* Record extracts *
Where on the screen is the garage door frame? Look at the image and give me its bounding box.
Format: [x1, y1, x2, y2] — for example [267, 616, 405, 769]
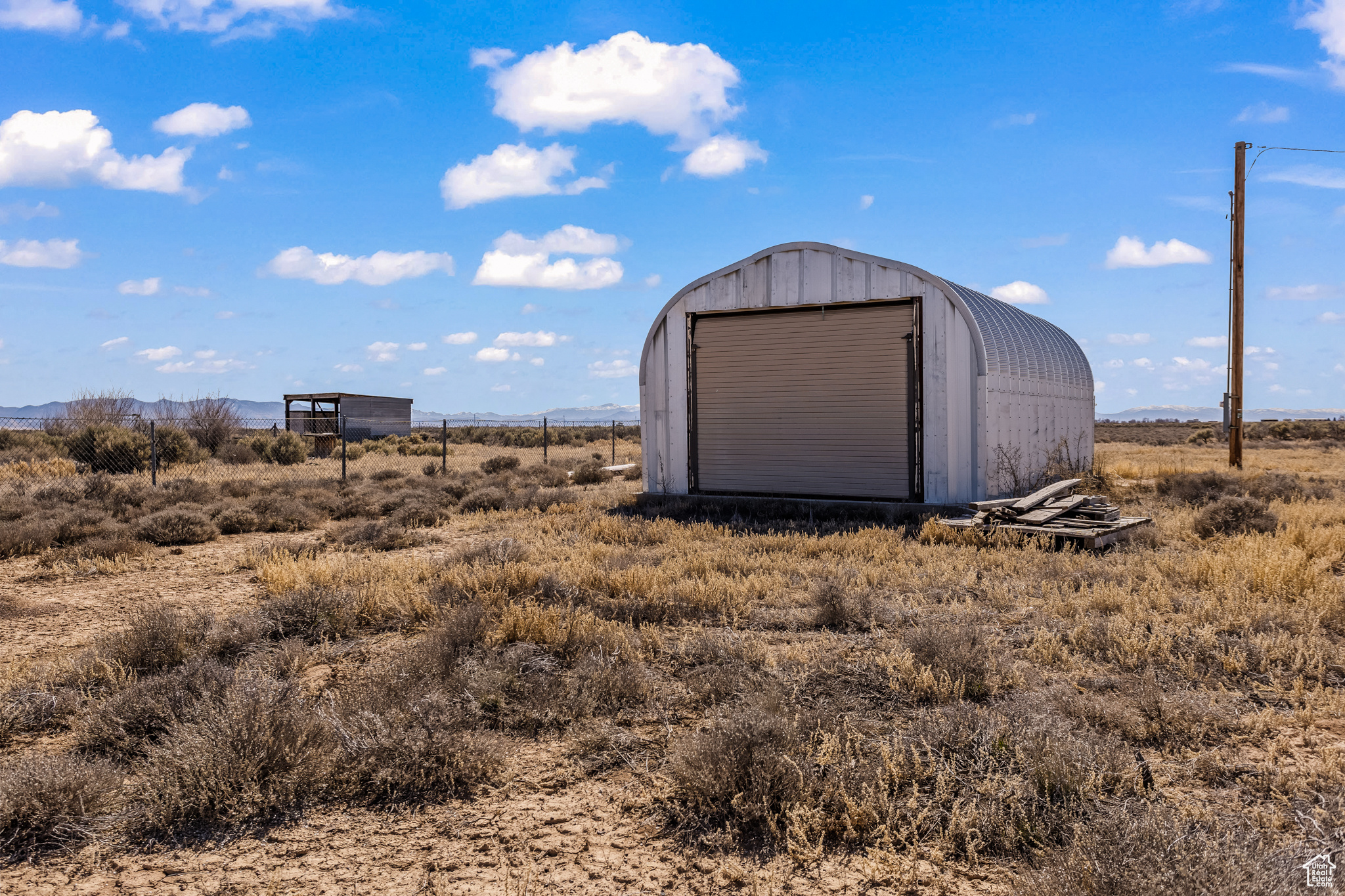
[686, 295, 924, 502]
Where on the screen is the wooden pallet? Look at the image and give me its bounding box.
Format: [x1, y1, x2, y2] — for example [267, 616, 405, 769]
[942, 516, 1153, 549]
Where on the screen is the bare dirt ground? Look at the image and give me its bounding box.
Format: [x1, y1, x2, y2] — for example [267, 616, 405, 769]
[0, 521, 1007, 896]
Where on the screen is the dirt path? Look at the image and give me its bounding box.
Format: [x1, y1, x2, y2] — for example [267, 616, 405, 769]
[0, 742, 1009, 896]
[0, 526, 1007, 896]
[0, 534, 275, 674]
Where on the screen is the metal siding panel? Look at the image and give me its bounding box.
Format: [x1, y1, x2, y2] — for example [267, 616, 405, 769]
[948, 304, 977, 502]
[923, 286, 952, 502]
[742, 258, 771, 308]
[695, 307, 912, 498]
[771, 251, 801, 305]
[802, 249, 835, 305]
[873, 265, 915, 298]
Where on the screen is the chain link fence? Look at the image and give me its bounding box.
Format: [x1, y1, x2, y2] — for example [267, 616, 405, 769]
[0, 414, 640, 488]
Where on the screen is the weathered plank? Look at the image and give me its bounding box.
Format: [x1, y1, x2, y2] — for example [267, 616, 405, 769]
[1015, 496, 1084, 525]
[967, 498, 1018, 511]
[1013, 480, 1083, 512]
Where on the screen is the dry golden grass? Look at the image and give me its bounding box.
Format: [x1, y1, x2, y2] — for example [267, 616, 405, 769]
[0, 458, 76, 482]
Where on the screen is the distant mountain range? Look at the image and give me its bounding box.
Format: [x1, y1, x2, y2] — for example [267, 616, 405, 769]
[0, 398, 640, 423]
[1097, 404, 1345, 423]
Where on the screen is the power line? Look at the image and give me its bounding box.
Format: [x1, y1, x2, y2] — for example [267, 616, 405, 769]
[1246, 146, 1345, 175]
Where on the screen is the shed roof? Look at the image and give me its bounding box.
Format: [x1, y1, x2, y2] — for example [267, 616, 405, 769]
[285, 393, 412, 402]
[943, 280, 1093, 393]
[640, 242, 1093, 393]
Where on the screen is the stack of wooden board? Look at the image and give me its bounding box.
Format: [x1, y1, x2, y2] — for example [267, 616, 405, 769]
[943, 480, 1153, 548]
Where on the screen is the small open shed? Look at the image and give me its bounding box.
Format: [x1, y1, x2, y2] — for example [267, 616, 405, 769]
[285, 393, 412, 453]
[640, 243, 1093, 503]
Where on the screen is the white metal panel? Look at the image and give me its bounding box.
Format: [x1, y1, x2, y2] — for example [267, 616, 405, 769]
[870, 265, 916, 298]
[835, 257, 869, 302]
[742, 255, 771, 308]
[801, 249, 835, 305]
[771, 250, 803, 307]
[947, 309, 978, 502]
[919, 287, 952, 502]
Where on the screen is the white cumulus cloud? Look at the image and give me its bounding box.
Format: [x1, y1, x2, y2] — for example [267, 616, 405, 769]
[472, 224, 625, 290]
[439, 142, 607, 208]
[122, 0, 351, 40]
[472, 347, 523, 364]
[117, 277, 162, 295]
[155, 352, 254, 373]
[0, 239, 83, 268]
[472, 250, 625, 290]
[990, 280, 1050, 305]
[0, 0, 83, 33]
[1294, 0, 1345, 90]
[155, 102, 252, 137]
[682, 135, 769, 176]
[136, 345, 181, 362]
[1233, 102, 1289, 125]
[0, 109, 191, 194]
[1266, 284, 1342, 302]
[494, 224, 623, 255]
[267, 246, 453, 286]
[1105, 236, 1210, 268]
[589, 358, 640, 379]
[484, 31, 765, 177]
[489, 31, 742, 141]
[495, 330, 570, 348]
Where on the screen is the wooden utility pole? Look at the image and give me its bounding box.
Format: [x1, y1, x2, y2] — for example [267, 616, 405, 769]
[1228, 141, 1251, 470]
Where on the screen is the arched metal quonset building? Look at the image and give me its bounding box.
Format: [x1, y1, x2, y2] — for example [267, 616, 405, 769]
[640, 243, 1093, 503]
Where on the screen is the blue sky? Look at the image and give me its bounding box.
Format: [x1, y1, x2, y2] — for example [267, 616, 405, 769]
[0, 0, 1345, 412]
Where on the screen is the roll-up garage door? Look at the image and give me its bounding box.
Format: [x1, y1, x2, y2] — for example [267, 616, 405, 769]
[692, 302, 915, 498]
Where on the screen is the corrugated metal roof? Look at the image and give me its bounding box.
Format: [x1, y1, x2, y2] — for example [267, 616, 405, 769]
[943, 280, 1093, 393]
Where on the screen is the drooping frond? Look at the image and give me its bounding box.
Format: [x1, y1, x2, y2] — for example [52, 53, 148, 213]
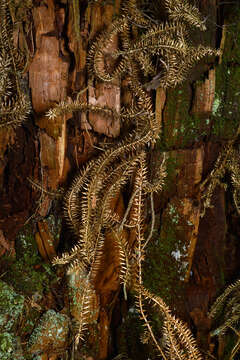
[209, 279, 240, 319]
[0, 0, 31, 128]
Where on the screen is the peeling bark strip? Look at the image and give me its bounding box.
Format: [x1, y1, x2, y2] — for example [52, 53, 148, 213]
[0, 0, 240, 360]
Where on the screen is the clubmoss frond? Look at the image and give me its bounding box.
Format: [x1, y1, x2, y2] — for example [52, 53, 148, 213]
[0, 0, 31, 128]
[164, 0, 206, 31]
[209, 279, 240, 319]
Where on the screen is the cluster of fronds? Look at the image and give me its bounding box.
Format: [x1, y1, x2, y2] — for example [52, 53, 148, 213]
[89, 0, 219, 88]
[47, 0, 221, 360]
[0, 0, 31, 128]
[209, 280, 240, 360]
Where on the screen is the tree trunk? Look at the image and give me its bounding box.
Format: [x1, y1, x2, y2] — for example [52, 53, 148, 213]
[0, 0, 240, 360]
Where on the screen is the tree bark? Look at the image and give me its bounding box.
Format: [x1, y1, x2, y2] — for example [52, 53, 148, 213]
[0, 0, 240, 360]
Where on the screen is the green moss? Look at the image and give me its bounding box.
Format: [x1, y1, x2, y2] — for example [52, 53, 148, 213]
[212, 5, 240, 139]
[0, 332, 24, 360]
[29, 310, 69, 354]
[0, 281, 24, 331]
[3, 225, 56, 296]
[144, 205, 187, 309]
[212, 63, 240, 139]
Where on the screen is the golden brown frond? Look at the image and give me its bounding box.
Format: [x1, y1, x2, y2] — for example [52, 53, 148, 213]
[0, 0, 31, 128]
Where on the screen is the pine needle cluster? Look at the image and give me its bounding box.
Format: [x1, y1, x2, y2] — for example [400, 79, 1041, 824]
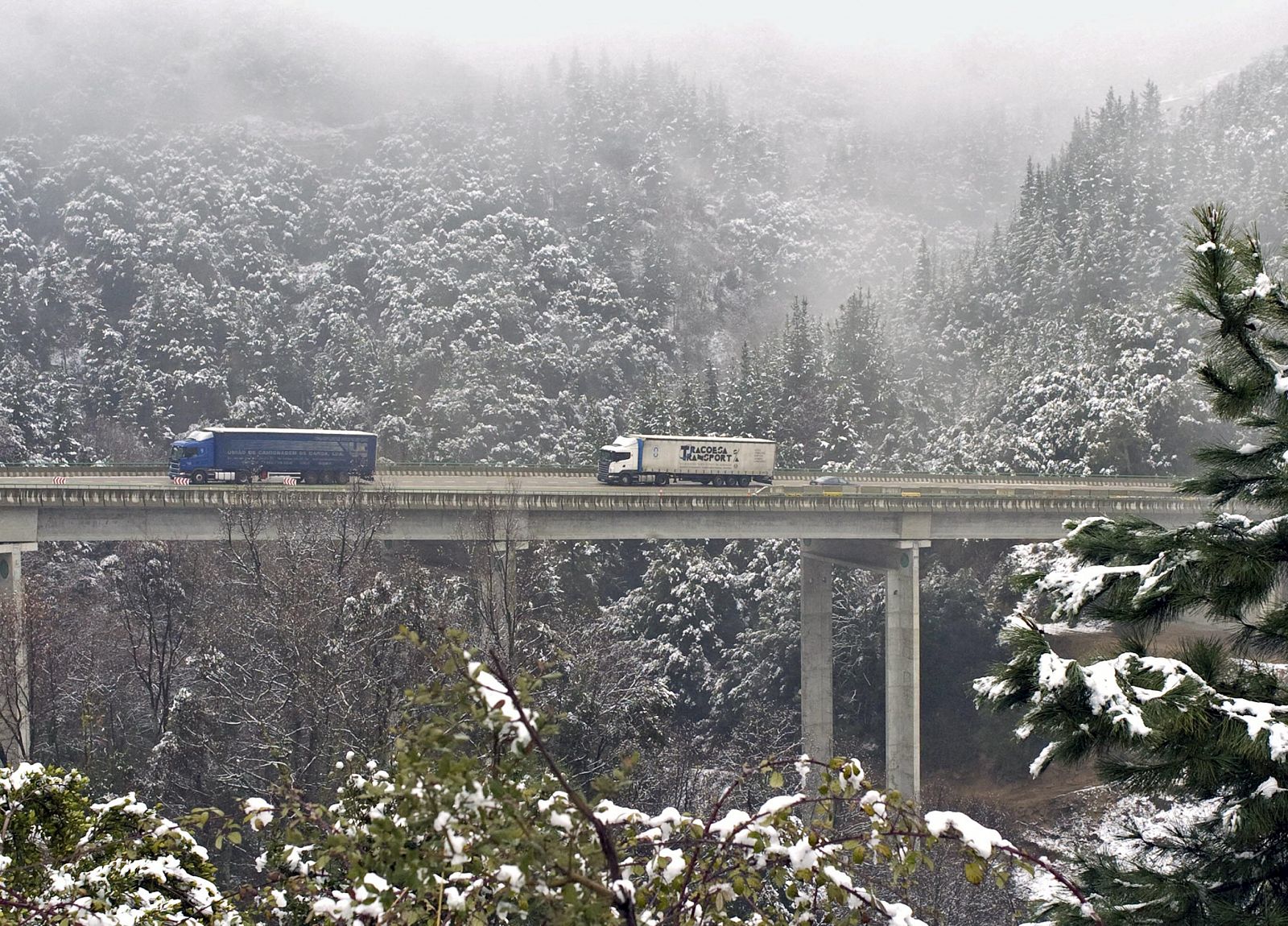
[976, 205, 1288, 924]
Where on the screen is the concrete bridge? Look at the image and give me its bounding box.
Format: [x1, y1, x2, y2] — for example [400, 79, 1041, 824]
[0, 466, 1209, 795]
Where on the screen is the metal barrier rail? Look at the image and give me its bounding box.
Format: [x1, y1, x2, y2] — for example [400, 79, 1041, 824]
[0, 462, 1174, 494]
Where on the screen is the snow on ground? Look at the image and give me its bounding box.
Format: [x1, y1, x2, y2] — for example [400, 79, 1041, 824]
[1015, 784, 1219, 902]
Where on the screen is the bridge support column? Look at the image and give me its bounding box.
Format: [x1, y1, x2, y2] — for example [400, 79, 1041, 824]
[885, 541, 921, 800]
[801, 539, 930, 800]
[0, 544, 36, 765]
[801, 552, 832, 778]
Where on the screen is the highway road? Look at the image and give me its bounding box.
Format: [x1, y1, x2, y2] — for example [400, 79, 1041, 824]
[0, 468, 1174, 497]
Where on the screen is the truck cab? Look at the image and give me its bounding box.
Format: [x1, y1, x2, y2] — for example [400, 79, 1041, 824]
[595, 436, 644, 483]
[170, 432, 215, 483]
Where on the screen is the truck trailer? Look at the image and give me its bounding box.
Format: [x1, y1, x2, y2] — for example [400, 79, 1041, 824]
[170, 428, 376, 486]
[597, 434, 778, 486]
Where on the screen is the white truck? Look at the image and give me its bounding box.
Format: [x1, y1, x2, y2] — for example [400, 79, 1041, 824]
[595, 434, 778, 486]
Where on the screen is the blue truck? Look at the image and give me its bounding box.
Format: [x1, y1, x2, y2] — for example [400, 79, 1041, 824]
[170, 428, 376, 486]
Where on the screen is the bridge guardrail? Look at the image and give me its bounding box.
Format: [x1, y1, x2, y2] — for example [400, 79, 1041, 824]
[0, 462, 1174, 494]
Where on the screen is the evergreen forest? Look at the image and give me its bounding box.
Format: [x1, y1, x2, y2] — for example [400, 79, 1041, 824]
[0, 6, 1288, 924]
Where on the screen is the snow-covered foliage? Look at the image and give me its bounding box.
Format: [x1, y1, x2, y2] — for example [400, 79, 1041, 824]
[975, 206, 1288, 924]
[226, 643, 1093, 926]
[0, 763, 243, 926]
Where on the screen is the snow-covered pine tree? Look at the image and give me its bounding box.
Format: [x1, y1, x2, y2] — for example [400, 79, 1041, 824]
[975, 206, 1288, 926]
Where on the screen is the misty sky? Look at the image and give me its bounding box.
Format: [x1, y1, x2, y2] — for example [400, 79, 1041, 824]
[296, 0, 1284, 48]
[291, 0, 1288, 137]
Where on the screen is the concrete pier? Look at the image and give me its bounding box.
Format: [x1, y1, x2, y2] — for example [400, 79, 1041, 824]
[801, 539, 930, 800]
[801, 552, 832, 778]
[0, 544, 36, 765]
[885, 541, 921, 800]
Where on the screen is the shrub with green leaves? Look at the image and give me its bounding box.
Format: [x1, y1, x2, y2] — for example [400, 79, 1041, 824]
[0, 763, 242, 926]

* Your objective *
Reproduce the listing verbatim from its first line through the line containing "[0, 521, 1007, 896]", both ends included, and leave the pictures out.

* Response to this exercise *
Where on the screen is the garage door frame? Look at the image and give me its bounding box.
Format: [x1, y1, x2, y2] — for example [267, 616, 405, 769]
[686, 295, 924, 502]
Where on the screen is the wooden pallet? Look at the image and give me its bounding box.
Format: [x1, y1, x2, y2] — for example [267, 616, 405, 769]
[942, 516, 1153, 549]
Where on the screen is the bare dirt ground? Look at the image and give me its bounding box.
Format: [x1, y1, x2, y2] — for example [267, 616, 405, 769]
[0, 521, 1007, 896]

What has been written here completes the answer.